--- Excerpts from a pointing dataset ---

* start *

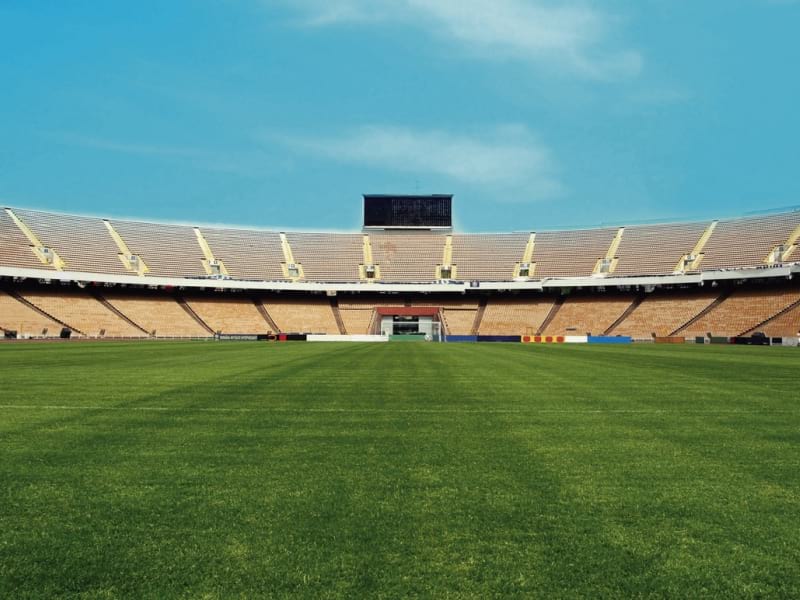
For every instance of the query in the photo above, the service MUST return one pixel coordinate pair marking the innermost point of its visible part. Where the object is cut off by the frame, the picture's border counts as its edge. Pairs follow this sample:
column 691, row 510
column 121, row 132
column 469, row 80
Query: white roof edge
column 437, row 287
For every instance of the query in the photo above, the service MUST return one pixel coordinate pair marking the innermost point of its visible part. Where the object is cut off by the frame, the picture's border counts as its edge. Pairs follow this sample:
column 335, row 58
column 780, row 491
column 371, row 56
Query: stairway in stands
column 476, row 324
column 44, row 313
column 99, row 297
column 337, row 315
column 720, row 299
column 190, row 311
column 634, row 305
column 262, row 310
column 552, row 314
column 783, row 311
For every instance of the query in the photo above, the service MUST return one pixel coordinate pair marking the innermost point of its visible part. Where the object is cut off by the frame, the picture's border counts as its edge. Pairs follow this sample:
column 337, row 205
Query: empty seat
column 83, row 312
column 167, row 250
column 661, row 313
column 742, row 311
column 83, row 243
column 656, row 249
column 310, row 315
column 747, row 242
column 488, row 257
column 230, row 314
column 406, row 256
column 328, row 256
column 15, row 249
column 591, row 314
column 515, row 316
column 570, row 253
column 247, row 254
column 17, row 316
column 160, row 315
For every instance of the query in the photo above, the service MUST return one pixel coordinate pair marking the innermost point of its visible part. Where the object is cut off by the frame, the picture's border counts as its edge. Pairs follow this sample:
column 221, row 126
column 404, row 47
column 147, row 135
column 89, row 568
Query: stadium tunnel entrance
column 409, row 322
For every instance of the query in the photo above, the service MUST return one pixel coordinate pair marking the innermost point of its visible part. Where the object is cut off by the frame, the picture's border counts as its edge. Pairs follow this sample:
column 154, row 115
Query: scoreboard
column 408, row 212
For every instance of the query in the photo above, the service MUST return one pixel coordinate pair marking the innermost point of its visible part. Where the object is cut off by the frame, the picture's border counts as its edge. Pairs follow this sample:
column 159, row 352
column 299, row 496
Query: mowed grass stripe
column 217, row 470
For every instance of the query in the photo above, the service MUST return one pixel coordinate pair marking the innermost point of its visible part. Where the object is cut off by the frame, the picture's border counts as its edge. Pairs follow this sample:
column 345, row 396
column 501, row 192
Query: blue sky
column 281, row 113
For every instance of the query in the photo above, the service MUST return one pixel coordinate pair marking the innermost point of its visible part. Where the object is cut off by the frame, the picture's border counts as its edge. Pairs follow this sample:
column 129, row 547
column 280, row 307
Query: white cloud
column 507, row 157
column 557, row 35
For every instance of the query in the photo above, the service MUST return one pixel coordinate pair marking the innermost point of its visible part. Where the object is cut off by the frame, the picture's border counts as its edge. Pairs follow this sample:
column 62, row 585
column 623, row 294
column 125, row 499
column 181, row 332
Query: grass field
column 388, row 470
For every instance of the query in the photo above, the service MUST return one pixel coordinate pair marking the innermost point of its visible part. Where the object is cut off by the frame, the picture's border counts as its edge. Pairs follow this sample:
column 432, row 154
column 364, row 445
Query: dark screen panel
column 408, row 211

* end *

Reproduce verbatim the lines from the beginning of the records up to and including the line containing "column 437, row 287". Omit the pictures from your reproduction.

--- EXPECTED ANSWER ---
For every instance of the query in the photo above, the service MUST return one pixel coordinate pair marking the innermost point of its visible part. Where the object is cut off by the frame, the picture's border counts as its edge. Pairs follow this sample:
column 691, row 510
column 121, row 132
column 469, row 80
Query: white roof edge
column 437, row 287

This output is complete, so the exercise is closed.